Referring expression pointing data
↓↓↓

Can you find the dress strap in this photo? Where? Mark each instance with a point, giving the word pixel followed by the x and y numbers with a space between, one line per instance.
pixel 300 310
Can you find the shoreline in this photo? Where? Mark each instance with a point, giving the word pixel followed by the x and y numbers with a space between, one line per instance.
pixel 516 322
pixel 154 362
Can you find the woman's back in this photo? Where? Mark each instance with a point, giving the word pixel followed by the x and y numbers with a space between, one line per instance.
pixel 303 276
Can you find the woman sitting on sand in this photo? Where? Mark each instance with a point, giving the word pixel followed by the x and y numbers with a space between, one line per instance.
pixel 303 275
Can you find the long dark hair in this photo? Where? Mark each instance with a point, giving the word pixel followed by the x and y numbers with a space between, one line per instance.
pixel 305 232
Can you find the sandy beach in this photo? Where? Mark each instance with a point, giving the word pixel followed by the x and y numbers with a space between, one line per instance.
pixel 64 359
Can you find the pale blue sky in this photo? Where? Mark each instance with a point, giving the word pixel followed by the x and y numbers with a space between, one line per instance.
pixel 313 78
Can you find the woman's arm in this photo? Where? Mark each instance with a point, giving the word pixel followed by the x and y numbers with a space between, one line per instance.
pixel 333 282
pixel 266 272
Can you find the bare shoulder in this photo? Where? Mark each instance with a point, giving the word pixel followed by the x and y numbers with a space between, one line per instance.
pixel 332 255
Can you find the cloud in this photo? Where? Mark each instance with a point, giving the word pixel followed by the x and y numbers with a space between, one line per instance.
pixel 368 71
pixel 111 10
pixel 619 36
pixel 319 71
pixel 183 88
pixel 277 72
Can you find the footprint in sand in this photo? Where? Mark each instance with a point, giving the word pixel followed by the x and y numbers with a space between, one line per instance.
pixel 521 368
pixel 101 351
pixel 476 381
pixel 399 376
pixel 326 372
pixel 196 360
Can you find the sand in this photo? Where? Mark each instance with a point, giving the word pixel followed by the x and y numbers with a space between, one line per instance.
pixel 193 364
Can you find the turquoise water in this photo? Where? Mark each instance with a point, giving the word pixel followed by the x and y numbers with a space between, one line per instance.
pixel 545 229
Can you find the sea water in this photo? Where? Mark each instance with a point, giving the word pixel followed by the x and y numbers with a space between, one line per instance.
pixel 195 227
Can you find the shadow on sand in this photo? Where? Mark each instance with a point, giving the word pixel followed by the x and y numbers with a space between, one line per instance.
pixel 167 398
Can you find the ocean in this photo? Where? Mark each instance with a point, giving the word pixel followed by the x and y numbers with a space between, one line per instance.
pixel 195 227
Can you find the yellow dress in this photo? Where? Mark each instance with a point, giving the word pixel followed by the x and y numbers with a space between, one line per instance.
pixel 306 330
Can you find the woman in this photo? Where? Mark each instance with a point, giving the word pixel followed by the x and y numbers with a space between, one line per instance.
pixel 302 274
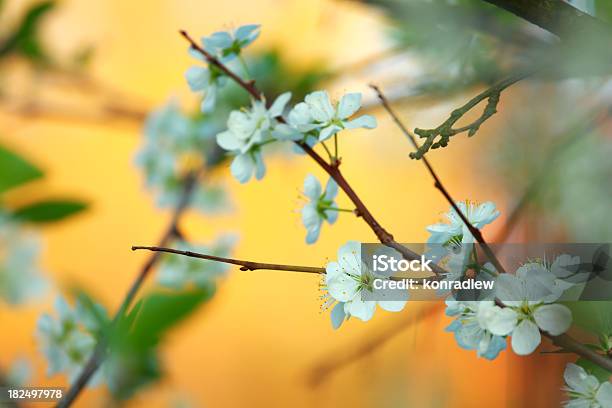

↑↑↑

YOUR TASK
Repeat each entry exactly. Pictures do not belong in the copy.

RESULT BELOW
Can you find the dress strap in this photo? Where? Mark each instance with a point, giving the word pixel followed by the x and y numbers with a space between, one line per instance.
pixel 300 310
Can you find the shoreline in this photo? Where? Mark each instance with a point, giving the word pixel followed by the x and y numbers with a space between, one line per instance.
pixel 516 322
pixel 154 362
Can you find the woman's back in this photo? Where? Mark each instance with a point, giving the word pixel followed by the x and y numbers with a space between, one line per instance.
pixel 303 276
Can you find the woman sitting on sand in this photo? Where? Mark each instance with a point, giving the word pixel followed by the x and y numbers with a space between, one line per instance.
pixel 303 275
Can you find the long dark hair in this photo? Where? Mark each instance with a point, giving the word pixel followed by the x and y numbers with a space between, one line per instance.
pixel 305 232
Can you find the sandy beach in this photo? Where? Mark each instance with a point, giving the word pixel followed by the x and y numbers with a space between, one line per instance.
pixel 64 359
Can you find the pale blue sky in this photo? Where? Mark each instance with a point, giving the word pixel followed by the x and y numbers with a space between, one line per instance.
pixel 313 78
Can you find the woman's arm in this photo? Where? Mark each instance with a point, giving the word pixel followed by the x and y numbers with a space between, one line per instance.
pixel 333 282
pixel 266 272
Can you find the bare shoulder in this photo? Where? Mark each instance with a point, giving the word pixel followed by the x and y numbers with a space between, one line per instance.
pixel 332 255
Can you find the cloud in this photo? Where? Mark each instance with a point, giving the word pixel followed by the x and y numbers with a space between, one line per instance.
pixel 368 71
pixel 111 10
pixel 619 36
pixel 319 71
pixel 183 88
pixel 277 72
Can you find the footprint in sand in this photo? Where? Mark each instance with a point, giving the word pixel followed by the x and y numbers with a space between, one line per instance.
pixel 521 368
pixel 101 351
pixel 476 381
pixel 399 376
pixel 326 372
pixel 196 360
Can you find the sand in this photo? Where? Mark each instance with a point, giving the word pixel followed by the x and y numbers with a space between, one line per instance.
pixel 193 364
Can you find the turquoise water in this photo? Where? Mark each instance with a point, giving the word pixel followed by the x and y numbers with a space between, one line per instance.
pixel 545 229
Can you find the sea water in this photo? Where? Mark each instance with a point, giving the word pixel followed by the x and y numbers with a space between, one line per instance.
pixel 195 227
Can you find the shadow on sand in this photo? Where? Mark each instance with a point, giving the word pixel followed by the x and y numbers with a space between, one line per instance.
pixel 167 398
Can you find the ocean in this photo? Where? Mark each instance with a point, giving the word pixel followed by the x and y numbers with a space between, one line per instance.
pixel 195 227
Can you find the yellow dress in this photo? Where? Mark each instance with a point, giving the word pixel followed by the x and y numbers with a space between, one line per instance.
pixel 306 330
Can you find the woman in this photo? Where? Mark each instance with a point, giving the word pixel followed by the x and y numbers with a space between, one line per instance.
pixel 302 274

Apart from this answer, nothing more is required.